## GOAL
Copy out all of the lines below, including their requests, and add 45 to every x and y value in the answer points. Leave the pictures out.

## Dataset lines on object locations
------------
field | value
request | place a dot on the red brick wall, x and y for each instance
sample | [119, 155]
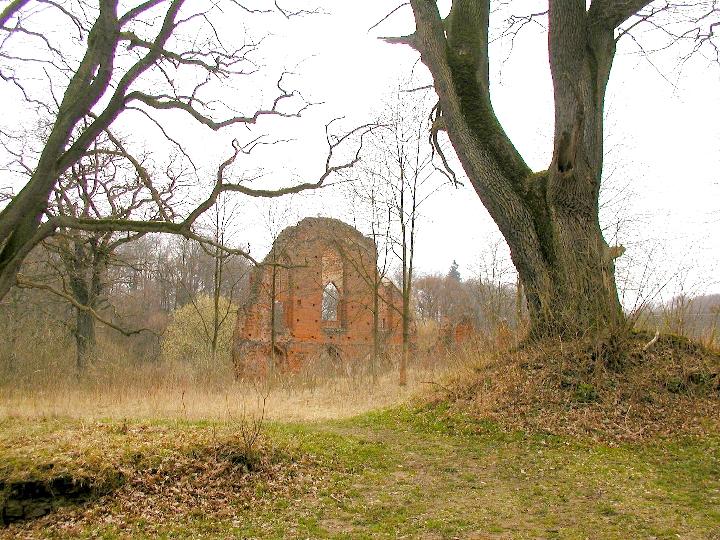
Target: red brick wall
[315, 252]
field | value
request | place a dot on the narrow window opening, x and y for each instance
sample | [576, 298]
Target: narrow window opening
[330, 303]
[279, 317]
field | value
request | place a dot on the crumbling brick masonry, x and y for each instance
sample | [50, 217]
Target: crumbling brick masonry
[312, 296]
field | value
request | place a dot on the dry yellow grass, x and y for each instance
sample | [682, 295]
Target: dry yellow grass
[207, 391]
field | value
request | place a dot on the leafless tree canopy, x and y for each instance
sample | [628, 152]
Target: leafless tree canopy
[548, 218]
[105, 61]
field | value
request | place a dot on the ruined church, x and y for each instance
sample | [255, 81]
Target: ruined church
[315, 295]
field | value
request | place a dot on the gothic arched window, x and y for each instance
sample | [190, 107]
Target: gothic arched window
[330, 303]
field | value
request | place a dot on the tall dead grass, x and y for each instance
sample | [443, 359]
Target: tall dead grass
[43, 382]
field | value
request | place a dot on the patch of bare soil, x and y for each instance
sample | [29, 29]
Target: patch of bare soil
[613, 389]
[165, 477]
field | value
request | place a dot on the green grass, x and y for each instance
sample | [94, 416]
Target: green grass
[404, 472]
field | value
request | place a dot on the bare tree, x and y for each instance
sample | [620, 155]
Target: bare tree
------------
## TASK OUTPUT
field | value
request | place a dot on the red brick wall, x and y for each instance
sample | [119, 155]
Target: red brick wall
[360, 297]
field | value
request | place a dot on the narrow window opening, x and y for each instance
sample | [576, 298]
Target: narrow window opening
[375, 348]
[324, 362]
field | value
request | place a dot on the crumbling brick masonry, x and y for each instance
sample | [50, 217]
Target: crumbling brick masonry
[357, 341]
field | value
request | place a dot on the dry yellow grass, x and y for each instance
sample | [682, 295]
Target: dry yellow grass
[252, 436]
field | value
request | place a dot on the leafless tree canopy, x and y for each instance
sample | [628, 152]
Target: leafless tree canopy
[593, 263]
[150, 106]
field | value
request | place a dot on the ruined church, x and y for each instance
sample | [255, 81]
Target: ruined church
[360, 340]
field | value
request | place a dot on the gothic arched window, x and y for each instance
sample | [190, 107]
Target: gothic arched window
[375, 348]
field | value
request | place a dot on the tall dead grass, x and y for each instance
sample | [443, 359]
Target: tall dead grass
[88, 427]
field | value
request | place a dot on the patch of bare soil, x and y for each instance
sample | [29, 29]
Target: patch of bare soil
[658, 434]
[210, 522]
field | value
request | place a dot on the green grass, x and y for each instance
sample | [94, 416]
Target: green grass
[449, 517]
field | value
request | place a dot on the bare tree, x and y for each instance
sample | [620, 155]
Target: bare tree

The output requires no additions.